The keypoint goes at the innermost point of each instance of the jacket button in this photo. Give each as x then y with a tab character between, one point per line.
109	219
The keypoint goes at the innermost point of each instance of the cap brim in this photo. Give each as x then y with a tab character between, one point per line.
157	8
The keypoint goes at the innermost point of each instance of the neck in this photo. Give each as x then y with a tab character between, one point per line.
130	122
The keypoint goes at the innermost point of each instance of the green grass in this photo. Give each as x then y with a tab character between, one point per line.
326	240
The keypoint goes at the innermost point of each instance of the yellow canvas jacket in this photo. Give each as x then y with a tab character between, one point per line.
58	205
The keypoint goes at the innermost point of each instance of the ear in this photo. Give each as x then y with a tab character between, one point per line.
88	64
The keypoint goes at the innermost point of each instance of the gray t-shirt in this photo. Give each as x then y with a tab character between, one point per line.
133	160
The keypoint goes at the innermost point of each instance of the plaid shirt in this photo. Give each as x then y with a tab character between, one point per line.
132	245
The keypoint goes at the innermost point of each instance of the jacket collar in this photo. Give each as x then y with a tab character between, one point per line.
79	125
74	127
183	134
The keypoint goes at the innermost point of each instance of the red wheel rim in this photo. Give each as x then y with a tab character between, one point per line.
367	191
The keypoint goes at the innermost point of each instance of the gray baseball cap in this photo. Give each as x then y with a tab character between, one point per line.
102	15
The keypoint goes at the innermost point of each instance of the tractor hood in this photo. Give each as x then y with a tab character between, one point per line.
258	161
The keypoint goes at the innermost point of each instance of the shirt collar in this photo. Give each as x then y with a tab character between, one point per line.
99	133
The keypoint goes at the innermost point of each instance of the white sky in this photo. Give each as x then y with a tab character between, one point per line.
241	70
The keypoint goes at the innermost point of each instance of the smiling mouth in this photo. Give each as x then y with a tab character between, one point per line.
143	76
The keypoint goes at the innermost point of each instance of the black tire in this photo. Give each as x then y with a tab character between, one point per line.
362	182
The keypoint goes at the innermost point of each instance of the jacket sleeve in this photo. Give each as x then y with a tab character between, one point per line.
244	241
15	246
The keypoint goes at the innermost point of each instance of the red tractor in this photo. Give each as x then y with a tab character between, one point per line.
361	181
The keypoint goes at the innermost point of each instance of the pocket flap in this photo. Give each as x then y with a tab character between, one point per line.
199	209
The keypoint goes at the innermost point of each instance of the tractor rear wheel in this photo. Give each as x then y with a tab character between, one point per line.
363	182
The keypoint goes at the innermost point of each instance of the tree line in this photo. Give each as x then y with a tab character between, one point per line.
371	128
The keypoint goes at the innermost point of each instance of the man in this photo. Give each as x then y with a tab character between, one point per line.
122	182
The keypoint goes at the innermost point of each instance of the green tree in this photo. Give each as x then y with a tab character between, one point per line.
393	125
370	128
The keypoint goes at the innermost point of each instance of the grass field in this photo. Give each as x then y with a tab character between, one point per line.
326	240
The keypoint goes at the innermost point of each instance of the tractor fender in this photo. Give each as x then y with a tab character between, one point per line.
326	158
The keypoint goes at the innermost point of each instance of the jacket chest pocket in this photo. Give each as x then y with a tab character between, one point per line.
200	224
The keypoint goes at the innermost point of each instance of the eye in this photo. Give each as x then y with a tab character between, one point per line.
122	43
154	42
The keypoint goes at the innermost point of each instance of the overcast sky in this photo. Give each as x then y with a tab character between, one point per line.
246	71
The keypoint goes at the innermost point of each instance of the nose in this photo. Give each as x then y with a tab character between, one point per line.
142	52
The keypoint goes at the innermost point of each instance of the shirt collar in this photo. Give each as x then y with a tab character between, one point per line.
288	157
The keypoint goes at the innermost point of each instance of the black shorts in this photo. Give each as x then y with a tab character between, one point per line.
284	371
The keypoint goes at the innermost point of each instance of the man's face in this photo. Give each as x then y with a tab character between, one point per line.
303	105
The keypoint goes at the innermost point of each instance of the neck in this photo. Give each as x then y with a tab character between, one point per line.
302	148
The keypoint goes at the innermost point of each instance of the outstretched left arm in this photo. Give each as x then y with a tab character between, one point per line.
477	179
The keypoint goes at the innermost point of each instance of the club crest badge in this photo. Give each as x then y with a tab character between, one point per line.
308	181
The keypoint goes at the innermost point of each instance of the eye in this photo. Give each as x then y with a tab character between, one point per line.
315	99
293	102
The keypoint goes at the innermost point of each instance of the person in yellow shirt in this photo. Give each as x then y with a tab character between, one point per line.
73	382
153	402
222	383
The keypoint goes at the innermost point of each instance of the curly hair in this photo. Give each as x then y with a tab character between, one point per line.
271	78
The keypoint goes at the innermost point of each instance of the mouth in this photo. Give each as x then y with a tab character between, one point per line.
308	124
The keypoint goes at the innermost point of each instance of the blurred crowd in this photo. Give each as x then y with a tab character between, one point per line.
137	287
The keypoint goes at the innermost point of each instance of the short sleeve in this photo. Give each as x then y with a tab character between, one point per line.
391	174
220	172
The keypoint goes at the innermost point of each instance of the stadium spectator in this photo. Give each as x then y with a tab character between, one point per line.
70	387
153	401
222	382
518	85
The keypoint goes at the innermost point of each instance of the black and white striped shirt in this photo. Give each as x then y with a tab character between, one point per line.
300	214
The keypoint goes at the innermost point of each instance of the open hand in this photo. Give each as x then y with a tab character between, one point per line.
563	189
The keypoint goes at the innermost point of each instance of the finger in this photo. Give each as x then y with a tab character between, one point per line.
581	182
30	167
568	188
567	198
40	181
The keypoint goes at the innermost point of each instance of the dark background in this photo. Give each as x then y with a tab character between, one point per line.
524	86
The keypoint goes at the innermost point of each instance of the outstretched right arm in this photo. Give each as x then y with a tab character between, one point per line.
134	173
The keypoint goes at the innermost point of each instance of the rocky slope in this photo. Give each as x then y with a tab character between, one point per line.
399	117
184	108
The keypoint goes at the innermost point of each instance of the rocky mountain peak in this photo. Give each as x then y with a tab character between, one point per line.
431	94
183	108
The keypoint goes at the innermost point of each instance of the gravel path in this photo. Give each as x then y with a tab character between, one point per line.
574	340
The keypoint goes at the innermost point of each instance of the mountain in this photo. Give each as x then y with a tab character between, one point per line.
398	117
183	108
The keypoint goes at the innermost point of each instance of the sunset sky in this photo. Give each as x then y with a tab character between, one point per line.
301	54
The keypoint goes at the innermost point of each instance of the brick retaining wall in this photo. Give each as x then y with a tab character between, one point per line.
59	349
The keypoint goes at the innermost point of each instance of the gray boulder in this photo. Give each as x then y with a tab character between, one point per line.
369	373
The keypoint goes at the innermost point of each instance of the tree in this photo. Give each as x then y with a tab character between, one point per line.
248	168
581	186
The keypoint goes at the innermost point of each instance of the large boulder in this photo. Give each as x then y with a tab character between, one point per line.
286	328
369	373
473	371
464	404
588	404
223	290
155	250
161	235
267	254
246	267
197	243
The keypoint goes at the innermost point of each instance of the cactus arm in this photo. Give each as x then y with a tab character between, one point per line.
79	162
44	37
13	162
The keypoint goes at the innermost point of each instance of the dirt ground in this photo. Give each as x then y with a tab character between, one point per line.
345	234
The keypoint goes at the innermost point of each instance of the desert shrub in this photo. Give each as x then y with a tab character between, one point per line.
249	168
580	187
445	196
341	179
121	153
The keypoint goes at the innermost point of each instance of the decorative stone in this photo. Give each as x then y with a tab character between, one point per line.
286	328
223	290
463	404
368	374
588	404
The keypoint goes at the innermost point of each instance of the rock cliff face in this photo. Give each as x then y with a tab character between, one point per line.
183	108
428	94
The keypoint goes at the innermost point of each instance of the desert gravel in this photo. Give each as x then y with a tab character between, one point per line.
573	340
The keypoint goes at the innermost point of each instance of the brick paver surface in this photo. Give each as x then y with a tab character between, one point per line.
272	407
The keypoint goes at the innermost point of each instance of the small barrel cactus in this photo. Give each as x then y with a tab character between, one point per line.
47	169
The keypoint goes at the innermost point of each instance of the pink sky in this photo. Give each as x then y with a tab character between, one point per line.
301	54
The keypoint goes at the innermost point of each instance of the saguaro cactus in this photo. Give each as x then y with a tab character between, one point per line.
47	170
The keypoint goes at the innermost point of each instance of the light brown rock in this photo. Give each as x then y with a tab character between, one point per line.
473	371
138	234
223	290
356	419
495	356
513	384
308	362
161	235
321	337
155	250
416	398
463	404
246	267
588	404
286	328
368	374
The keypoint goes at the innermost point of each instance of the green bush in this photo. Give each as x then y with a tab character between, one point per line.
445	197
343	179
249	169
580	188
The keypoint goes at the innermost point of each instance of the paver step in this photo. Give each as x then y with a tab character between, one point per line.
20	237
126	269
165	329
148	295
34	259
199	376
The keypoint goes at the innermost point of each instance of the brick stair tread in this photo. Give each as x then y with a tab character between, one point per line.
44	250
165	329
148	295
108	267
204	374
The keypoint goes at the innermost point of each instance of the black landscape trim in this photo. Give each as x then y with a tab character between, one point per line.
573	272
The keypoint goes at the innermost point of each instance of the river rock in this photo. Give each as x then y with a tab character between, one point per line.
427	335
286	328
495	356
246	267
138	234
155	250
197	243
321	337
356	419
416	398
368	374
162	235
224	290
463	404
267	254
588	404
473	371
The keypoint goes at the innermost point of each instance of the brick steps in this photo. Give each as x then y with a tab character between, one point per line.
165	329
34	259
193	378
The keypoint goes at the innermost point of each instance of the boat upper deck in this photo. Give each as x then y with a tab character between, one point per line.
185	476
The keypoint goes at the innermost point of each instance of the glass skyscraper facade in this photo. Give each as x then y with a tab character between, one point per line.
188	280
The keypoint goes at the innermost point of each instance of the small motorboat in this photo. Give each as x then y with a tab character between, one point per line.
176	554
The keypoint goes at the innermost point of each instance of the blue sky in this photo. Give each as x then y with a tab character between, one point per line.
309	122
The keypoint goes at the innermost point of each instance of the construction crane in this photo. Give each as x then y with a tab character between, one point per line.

= = = = = = =

▶ Problem details
Copy out precisely those lines which run from the one containing "the brick steps" to the end of the material.

▶ Answer
The keypoint goes at the innermost point of each instance of the brick steps in this photo. Give each as x then y with a tab character between, one point per line.
165	329
34	259
193	378
The keypoint goes at the innermost point of each instance of the boat upper deck in this photo. Give each as x then y with a tab character between, one point per line.
185	476
The keypoint goes at the innermost point of each instance of the glass skyscraper facade in this photo. Give each as x then y with a tab character between, one point per line.
188	280
The keypoint goes at the innermost point of each instance of the small motorboat in this photo. Give each as x then y with a tab character between, one point per line.
176	554
The keypoint goes at the innermost point of each instance of the blue sky in this photo. Give each as x then y with a tab character between, one point per line.
309	122
The keypoint goes at the innermost point of each instance of the construction crane in this photo. Give each as x then y with a tab character between, one point per line.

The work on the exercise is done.